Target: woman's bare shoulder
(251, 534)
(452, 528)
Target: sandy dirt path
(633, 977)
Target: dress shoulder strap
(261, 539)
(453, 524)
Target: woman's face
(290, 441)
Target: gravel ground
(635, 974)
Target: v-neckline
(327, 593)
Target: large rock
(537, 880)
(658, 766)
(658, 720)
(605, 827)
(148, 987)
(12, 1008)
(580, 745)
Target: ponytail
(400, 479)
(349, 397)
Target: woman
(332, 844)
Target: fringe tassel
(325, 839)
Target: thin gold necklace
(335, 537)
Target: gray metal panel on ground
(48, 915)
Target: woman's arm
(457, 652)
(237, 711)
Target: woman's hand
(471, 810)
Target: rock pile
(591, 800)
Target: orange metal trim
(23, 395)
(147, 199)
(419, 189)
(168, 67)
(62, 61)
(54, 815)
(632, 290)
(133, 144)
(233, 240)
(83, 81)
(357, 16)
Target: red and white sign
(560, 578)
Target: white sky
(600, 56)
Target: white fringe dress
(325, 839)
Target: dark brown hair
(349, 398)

━━━━

The response should consist of every record, written out exactly as given.

> Answer section:
Target: woman's bare shoulder
(251, 534)
(452, 528)
Target: sandy dirt path
(633, 977)
Target: dress shoulder strap
(261, 539)
(453, 524)
Target: woman's face
(290, 441)
Target: gravel ground
(635, 974)
Target: v-neckline
(327, 593)
Target: large rock
(537, 880)
(658, 766)
(658, 720)
(605, 827)
(148, 987)
(12, 1008)
(580, 745)
Target: ponytail
(400, 479)
(349, 397)
Target: woman
(332, 844)
Target: fringe tassel
(325, 839)
Target: thin gold necklace
(335, 537)
Target: gray metal panel on ground
(48, 915)
Target: woman's arm
(457, 652)
(237, 711)
Target: woman's hand
(471, 810)
Target: rock pile
(591, 800)
Target: orange metal trim
(23, 395)
(147, 199)
(419, 189)
(168, 67)
(62, 61)
(54, 815)
(632, 290)
(133, 144)
(233, 240)
(83, 81)
(357, 16)
Target: red and white sign
(560, 578)
Target: white sky
(600, 56)
Target: white fringe dress
(325, 839)
Target: dark brown hair
(349, 398)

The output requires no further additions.